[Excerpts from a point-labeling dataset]

Start

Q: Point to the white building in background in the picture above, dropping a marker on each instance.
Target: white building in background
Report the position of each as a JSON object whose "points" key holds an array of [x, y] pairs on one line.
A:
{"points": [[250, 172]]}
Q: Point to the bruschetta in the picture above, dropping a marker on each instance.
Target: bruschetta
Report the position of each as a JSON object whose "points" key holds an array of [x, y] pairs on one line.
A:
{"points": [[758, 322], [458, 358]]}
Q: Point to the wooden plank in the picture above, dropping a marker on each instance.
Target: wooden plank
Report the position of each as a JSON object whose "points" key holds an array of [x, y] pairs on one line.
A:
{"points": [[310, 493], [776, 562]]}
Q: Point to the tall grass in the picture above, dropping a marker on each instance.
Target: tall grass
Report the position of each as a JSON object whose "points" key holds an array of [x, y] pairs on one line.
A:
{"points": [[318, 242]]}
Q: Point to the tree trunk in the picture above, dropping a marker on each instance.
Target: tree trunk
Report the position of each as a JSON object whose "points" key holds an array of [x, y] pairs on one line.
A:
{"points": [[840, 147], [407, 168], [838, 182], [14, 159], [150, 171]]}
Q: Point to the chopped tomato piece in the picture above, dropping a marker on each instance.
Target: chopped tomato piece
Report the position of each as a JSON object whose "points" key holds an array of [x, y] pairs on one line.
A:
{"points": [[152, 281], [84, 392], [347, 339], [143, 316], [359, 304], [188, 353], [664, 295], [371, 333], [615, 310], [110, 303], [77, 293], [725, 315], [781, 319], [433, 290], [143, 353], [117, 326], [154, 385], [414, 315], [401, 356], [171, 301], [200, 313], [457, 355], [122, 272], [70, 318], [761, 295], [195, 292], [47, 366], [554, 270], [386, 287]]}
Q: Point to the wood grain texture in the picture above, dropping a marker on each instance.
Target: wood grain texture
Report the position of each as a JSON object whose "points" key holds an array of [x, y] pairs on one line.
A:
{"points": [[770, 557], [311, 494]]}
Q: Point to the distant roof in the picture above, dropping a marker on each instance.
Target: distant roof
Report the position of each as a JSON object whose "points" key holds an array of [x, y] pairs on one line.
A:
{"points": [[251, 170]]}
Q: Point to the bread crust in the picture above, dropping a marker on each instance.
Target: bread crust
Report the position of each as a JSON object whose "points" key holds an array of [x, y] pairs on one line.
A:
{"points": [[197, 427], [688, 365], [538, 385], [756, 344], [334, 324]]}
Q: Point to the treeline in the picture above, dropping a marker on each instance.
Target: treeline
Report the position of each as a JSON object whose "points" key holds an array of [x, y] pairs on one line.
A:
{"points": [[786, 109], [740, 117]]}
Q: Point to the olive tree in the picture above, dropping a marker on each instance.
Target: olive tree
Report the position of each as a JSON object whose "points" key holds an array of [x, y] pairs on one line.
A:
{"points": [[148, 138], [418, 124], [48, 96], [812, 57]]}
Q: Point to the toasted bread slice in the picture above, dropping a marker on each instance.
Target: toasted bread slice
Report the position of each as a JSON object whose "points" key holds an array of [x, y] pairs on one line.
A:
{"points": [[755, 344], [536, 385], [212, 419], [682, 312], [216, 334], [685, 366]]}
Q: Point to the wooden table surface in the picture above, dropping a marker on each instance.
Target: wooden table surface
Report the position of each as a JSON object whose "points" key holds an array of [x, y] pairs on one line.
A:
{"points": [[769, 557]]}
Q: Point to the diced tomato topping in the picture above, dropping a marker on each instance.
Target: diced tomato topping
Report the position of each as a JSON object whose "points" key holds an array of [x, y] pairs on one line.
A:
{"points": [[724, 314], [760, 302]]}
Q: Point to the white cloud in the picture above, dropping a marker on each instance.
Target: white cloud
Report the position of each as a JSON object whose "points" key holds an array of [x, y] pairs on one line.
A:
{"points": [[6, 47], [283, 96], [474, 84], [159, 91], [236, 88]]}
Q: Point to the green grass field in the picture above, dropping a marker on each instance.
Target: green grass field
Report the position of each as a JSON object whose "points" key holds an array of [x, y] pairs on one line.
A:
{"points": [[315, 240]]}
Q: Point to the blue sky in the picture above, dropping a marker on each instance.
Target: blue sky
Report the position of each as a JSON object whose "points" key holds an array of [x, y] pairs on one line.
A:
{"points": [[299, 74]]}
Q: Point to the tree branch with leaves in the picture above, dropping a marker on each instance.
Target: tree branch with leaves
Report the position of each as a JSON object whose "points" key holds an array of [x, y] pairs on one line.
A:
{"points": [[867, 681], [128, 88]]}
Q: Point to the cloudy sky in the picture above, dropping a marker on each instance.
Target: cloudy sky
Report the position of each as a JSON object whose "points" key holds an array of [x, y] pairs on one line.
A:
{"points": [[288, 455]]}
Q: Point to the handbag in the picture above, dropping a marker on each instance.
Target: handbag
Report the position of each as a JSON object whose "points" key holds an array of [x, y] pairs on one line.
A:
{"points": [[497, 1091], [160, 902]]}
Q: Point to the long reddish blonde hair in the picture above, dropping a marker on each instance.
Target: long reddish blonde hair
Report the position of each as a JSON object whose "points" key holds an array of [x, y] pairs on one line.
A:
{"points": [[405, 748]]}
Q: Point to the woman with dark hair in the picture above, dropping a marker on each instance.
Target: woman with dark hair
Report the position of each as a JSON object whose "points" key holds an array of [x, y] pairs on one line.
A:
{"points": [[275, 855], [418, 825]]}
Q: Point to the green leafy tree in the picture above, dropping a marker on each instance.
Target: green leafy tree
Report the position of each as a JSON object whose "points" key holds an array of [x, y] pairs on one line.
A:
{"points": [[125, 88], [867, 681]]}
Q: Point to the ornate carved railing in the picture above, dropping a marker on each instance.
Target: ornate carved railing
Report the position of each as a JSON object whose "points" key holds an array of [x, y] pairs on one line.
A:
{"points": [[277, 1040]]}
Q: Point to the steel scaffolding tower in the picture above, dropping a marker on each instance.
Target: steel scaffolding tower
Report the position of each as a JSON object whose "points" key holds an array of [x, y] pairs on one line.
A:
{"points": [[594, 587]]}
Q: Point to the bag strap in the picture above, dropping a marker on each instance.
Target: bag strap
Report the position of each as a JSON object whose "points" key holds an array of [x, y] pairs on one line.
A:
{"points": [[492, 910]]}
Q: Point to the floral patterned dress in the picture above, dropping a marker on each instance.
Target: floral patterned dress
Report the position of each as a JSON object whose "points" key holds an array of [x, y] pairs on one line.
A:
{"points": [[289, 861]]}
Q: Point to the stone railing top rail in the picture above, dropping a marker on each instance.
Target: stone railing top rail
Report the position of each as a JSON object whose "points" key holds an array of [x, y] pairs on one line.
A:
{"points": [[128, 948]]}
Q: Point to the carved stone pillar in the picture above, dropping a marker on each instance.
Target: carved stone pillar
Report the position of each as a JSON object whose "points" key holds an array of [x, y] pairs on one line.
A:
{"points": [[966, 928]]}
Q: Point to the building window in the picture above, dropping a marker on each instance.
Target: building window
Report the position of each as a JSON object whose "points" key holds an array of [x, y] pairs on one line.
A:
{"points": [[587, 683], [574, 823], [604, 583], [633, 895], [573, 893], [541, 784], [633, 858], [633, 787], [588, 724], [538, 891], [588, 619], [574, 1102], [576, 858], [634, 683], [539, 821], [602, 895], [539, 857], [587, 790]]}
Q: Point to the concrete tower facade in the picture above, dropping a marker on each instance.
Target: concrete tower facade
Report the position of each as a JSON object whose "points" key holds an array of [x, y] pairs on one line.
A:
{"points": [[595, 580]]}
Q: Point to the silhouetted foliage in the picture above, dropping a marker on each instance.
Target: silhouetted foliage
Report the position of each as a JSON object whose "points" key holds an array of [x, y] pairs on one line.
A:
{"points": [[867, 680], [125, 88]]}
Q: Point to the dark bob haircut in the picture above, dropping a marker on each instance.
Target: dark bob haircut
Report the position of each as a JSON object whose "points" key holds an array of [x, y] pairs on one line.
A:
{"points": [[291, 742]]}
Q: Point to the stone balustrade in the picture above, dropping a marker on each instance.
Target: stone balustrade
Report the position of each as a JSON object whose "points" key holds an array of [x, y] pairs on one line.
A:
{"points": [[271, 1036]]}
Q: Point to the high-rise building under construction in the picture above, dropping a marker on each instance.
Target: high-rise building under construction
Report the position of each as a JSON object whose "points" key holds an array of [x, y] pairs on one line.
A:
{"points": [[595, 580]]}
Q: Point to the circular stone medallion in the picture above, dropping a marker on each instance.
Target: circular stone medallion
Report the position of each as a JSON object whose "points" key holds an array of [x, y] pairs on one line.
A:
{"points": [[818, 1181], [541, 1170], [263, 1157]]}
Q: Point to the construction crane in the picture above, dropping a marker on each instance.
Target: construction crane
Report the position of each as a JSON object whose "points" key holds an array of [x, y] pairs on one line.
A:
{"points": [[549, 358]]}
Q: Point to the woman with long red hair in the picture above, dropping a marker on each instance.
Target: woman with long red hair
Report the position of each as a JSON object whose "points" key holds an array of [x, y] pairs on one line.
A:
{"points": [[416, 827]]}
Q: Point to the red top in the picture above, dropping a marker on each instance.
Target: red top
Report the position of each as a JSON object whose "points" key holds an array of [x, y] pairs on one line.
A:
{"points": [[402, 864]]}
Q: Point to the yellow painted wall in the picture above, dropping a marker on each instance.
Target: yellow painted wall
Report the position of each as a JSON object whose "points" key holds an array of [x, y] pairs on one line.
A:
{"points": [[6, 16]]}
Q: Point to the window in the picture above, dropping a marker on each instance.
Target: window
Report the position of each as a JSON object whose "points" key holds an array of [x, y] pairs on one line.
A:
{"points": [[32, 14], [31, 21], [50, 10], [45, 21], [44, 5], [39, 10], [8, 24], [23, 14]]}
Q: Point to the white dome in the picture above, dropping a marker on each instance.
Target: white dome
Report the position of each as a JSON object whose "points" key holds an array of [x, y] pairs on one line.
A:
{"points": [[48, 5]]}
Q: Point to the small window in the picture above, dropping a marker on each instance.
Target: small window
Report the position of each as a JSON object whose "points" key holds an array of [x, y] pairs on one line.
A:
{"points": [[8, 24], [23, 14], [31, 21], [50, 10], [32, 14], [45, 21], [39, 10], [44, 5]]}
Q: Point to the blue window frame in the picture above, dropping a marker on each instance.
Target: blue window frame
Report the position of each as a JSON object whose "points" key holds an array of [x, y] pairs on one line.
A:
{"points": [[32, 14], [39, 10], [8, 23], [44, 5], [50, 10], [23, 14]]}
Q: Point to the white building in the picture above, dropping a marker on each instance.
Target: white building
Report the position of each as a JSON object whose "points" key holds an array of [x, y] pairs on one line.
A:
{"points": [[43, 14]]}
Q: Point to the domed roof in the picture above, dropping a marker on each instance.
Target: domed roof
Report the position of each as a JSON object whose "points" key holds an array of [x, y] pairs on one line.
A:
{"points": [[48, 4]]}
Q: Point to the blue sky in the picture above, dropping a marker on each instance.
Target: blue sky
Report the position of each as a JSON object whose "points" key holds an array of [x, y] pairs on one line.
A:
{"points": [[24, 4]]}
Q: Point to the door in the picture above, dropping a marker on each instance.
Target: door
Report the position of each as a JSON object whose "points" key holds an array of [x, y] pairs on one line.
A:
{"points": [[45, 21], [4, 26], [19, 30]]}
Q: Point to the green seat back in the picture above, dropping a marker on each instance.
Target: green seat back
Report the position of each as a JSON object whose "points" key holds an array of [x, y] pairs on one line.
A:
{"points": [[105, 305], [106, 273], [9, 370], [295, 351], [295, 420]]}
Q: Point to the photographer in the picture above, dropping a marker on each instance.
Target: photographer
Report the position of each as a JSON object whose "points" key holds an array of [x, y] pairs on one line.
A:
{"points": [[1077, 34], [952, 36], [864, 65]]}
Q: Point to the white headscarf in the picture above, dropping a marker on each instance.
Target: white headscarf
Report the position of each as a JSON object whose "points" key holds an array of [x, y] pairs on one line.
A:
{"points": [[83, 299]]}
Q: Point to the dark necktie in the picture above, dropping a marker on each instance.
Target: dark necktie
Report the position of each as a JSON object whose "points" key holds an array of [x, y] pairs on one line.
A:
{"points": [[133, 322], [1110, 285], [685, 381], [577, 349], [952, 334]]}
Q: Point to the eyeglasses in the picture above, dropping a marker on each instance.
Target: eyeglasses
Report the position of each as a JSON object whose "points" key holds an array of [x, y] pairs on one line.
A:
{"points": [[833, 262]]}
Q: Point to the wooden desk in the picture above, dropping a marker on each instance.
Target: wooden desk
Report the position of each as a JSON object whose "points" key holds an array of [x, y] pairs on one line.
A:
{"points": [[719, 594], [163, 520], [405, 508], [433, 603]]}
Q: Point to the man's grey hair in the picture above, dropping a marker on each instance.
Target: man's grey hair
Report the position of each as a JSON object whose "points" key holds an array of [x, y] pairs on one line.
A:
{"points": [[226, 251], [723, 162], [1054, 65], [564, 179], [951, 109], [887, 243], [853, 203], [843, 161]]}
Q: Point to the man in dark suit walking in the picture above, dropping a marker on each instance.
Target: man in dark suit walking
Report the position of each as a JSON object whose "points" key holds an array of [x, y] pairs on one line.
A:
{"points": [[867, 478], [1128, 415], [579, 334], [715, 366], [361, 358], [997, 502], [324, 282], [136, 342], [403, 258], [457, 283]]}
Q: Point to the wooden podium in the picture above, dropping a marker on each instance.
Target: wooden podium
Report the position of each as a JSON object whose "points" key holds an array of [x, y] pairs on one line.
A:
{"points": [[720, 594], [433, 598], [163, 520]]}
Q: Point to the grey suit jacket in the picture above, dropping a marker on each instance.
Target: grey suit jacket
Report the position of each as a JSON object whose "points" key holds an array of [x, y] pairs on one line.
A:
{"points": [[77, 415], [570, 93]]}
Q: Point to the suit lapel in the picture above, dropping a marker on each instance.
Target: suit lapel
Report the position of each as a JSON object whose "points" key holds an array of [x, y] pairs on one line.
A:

End

Convert the listing's lines, from the one containing "Q: Point to the grey" through the end of the listing, into a JSON list of strings, one string per line, omitting any blank lines.

[
  "Q: Point to the grey suit jacket in the picture above, dropping a marker on each instance.",
  "Target: grey suit jacket",
  "Report the position of each as a JSON object whose \"points\" key holds an array of [x, y] pairs on one line.",
  "A:",
  "{\"points\": [[77, 415], [570, 93]]}",
  "Q: Point to the suit lapel in the picture above, dropping a marker on each instance.",
  "Target: suit lapel",
  "Report the position of each as a JSON object whose \"points\" key holds an array of [x, y] pairs on one line.",
  "A:"
]